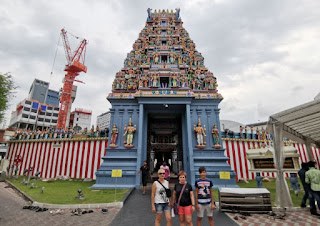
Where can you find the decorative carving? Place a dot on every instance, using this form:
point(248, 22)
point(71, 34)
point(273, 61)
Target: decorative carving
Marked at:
point(129, 133)
point(200, 134)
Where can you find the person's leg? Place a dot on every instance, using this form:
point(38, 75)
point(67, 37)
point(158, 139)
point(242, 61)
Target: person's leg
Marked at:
point(158, 219)
point(167, 214)
point(188, 220)
point(210, 219)
point(199, 219)
point(304, 199)
point(181, 220)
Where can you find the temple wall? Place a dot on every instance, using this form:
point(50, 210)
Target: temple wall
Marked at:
point(81, 158)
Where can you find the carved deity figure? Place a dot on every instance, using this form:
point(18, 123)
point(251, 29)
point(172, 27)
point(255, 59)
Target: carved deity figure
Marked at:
point(114, 135)
point(201, 136)
point(129, 132)
point(215, 136)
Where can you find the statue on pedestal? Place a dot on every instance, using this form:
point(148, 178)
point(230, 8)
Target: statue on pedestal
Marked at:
point(215, 136)
point(201, 136)
point(114, 135)
point(129, 132)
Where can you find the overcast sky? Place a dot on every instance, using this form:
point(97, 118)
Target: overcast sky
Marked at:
point(265, 54)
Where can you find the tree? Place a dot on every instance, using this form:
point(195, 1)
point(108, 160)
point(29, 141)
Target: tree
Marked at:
point(6, 92)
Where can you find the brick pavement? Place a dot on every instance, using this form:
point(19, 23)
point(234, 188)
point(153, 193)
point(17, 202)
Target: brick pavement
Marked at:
point(11, 213)
point(296, 218)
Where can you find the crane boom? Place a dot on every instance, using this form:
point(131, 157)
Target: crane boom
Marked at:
point(73, 68)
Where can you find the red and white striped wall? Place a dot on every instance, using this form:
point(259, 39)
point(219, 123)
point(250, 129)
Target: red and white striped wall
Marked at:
point(236, 150)
point(76, 159)
point(81, 159)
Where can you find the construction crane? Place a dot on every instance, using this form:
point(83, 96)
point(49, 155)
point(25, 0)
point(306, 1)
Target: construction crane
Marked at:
point(75, 65)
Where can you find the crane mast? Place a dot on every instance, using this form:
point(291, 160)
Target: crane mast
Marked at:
point(75, 65)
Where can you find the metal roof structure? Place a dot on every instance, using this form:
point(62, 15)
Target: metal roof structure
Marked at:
point(302, 121)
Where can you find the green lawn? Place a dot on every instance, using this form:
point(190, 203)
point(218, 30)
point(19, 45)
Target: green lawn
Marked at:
point(271, 186)
point(64, 192)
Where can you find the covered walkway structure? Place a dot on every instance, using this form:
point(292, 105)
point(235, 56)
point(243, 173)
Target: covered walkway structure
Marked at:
point(300, 123)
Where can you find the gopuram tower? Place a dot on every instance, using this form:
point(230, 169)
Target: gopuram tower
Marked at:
point(164, 108)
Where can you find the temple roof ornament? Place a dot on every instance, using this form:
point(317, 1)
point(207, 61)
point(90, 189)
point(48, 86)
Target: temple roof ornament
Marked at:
point(164, 61)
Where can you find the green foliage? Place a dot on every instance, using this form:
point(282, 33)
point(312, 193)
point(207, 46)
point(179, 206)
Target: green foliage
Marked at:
point(64, 192)
point(6, 92)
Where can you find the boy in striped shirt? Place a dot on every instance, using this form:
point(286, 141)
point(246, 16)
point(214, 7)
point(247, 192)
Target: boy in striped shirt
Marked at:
point(204, 197)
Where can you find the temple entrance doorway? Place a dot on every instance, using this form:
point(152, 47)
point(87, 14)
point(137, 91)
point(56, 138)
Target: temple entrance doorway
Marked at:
point(164, 143)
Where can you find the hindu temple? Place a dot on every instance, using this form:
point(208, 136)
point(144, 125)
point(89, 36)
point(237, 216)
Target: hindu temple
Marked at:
point(164, 108)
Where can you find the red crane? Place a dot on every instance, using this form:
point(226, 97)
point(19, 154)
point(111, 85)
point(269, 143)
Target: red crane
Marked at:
point(73, 68)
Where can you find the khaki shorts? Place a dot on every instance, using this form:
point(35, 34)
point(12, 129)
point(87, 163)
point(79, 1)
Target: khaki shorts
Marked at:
point(203, 208)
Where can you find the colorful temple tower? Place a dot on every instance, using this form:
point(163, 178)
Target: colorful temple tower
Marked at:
point(164, 108)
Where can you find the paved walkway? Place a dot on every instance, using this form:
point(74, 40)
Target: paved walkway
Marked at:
point(11, 213)
point(137, 212)
point(296, 218)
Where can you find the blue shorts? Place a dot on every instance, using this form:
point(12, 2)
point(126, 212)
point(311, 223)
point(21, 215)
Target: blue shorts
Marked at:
point(160, 207)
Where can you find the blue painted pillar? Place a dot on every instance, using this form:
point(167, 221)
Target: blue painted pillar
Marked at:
point(191, 178)
point(140, 145)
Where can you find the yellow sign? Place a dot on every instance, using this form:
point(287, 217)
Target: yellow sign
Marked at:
point(116, 173)
point(224, 175)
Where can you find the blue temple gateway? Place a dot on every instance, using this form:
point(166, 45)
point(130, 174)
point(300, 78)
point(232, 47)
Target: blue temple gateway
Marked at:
point(164, 108)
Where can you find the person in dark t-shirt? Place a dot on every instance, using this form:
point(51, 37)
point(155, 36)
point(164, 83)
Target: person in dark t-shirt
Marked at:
point(145, 172)
point(186, 204)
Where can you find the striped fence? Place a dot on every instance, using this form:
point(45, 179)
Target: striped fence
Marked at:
point(76, 159)
point(81, 158)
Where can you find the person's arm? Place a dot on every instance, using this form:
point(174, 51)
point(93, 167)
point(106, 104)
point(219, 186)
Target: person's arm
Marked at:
point(196, 200)
point(153, 193)
point(212, 200)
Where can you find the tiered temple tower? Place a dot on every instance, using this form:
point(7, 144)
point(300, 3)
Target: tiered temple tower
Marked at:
point(164, 108)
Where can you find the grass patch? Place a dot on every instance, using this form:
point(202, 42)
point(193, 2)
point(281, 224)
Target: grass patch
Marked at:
point(64, 192)
point(271, 186)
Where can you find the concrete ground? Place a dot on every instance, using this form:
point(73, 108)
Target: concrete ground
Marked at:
point(137, 211)
point(11, 213)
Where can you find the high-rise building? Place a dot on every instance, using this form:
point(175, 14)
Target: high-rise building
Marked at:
point(103, 120)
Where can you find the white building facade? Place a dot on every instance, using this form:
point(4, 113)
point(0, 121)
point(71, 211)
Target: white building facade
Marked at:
point(81, 117)
point(31, 114)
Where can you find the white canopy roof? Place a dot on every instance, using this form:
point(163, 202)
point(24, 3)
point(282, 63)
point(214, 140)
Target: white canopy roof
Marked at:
point(302, 121)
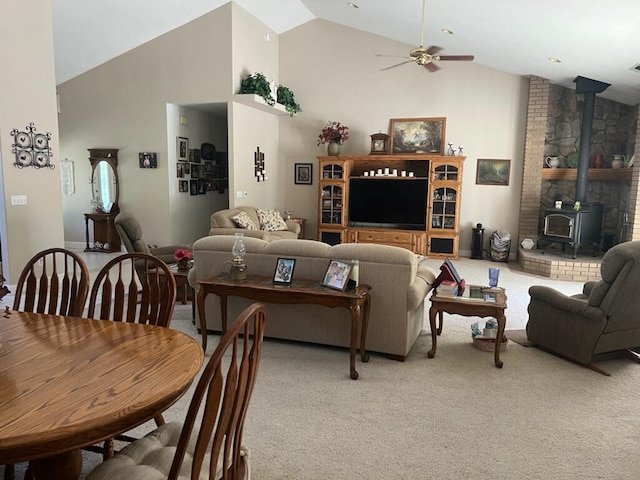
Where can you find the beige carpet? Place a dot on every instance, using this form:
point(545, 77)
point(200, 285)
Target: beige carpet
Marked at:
point(519, 336)
point(452, 417)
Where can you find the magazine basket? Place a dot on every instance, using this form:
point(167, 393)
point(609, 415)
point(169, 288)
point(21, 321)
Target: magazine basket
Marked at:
point(488, 344)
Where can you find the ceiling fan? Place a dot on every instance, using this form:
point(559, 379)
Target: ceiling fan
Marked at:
point(425, 56)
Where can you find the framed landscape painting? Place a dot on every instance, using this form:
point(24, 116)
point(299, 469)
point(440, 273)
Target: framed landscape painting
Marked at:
point(418, 135)
point(493, 172)
point(303, 173)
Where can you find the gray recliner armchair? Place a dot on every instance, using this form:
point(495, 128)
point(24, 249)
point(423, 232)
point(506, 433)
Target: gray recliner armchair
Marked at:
point(130, 233)
point(605, 318)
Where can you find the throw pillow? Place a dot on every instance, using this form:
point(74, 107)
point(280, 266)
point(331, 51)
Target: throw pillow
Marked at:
point(271, 220)
point(244, 221)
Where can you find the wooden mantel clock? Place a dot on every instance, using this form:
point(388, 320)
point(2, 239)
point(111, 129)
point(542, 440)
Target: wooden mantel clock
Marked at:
point(379, 144)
+--
§ **What to work on**
Transcribe exactly, and only, the lines from the one bearing "Where can you find the ceiling" through the last line of the entries, counting both.

§ **Result for this exercise**
Where can you find the ceiling fan? Place a dot on every instance, using this form:
point(559, 379)
Target: ceiling fan
Marked at:
point(425, 56)
Where can you find the framed landscape painting? Place a dot on every instance, using this form:
point(24, 116)
point(299, 469)
point(440, 273)
Target: framed landscape painting
Marked at:
point(418, 135)
point(493, 172)
point(303, 173)
Where can you find the gray recliner armchair? Place a dot on every instance, using this form:
point(495, 128)
point(24, 249)
point(423, 232)
point(506, 433)
Target: gray recliner armchair
Marked at:
point(130, 233)
point(605, 318)
Where can you find the throw pillow? Place a dot on every instance, using this form:
point(74, 107)
point(280, 266)
point(331, 51)
Target: throw pillow
Marked at:
point(271, 220)
point(244, 221)
Where can you find the wooden mantel clock? Place a dot on every instance, using this form:
point(388, 320)
point(2, 239)
point(111, 129)
point(542, 440)
Target: wooden mantel clock
Marked at:
point(379, 144)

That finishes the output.